### DOCUMENT PASSAGE
-------------------------
DEPARTMENT OF NIKE ARCHIVES (DNA)

Understanding the past can inform and inspire how we innovate for the future, and no space at Nike preserves and stokes a more thorough accounting of our heritage than the Department of Nike Archives. This 50-plus-year Nike archive is the greatest in the world. From the actual broken waffle iron Bill Bowerman made famous to the self-lacing shoes from everyone's favourite futuristic film to Serena's iconic gladiator outfit, DNA houses the tangible history—papers, posters, photographs, memorabilia and of course, shoes—that represent the culture and soul of the Swoosh.

A historic example (and failure) of how to create a technology called "Tri-Cell", a predecessor to the Air Zoom unit, which used dabs of ink on polyurethane film.

Left: A larger-than-life running shoe replica, used in a Nike retail display in the early 1980s. | Right: Sketches of the Nike Free, a seminal innovation that mimicked barefoot running.

Many of the shoe boxes in DNA's rolling stacks are labelled with the names of the athletes who once wore the footwear within.

"No matter who comes in, whether it's rappers or athletes or graffiti artists ... everyone turns into a high-schooler; they're disarmed and remember that time in their lives, and they revel in the memories. People dig going down memory lane".

Matt Williams, senior manager, DNA Brand Narrative

Artefacts in storage at DNA. The collection comprises over 250,000 objects and counting.
-------------------------
Rows of photo-based referring expressions
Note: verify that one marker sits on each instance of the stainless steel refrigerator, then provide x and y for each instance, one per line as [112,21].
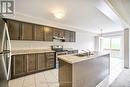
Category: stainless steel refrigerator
[5,54]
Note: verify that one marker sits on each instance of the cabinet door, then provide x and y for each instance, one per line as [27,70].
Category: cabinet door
[31,63]
[27,31]
[41,61]
[58,32]
[18,65]
[38,33]
[48,34]
[50,60]
[67,36]
[14,29]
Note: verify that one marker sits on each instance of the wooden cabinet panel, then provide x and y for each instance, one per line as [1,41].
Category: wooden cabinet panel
[41,61]
[18,65]
[50,60]
[14,28]
[38,33]
[50,63]
[27,31]
[72,36]
[31,63]
[48,34]
[58,32]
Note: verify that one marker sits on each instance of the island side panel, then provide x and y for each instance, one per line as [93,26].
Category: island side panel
[65,74]
[90,73]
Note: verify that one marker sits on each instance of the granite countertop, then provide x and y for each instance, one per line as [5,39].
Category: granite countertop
[29,51]
[74,59]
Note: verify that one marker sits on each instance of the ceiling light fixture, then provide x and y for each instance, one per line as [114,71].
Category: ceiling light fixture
[58,13]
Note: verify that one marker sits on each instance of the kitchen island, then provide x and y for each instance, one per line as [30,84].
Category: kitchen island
[86,71]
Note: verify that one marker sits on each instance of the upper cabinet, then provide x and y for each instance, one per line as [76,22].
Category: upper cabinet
[38,33]
[14,29]
[48,33]
[28,31]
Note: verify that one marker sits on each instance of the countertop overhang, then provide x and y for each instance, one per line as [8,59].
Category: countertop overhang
[75,59]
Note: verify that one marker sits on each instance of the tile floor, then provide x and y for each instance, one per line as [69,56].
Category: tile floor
[50,78]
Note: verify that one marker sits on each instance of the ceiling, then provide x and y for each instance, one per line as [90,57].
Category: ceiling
[80,14]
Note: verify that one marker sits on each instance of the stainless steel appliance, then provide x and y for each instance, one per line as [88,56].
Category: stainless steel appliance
[5,54]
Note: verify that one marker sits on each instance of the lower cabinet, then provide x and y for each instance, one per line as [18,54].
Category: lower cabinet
[30,63]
-------------------------
### BRIEF
Reproduce the entire Nike archives passage above word for word, with the same spelling and punctuation.

### ANSWER FOR THE TASK
DEPARTMENT OF NIKE ARCHIVES (DNA)

Understanding the past can inform and inspire how we innovate for the future, and no space at Nike preserves and stokes a more thorough accounting of our heritage than the Department of Nike Archives. This 50-plus-year Nike archive is the greatest in the world. From the actual broken waffle iron Bill Bowerman made famous to the self-lacing shoes from everyone's favourite futuristic film to Serena's iconic gladiator outfit, DNA houses the tangible history—papers, posters, photographs, memorabilia and of course, shoes—that represent the culture and soul of the Swoosh.

A historic example (and failure) of how to create a technology called "Tri-Cell", a predecessor to the Air Zoom unit, which used dabs of ink on polyurethane film.

Left: A larger-than-life running shoe replica, used in a Nike retail display in the early 1980s. | Right: Sketches of the Nike Free, a seminal innovation that mimicked barefoot running.

Many of the shoe boxes in DNA's rolling stacks are labelled with the names of the athletes who once wore the footwear within.

"No matter who comes in, whether it's rappers or athletes or graffiti artists ... everyone turns into a high-schooler; they're disarmed and remember that time in their lives, and they revel in the memories. People dig going down memory lane".

Matt Williams, senior manager, DNA Brand Narrative

Artefacts in storage at DNA. The collection comprises over 250,000 objects and counting.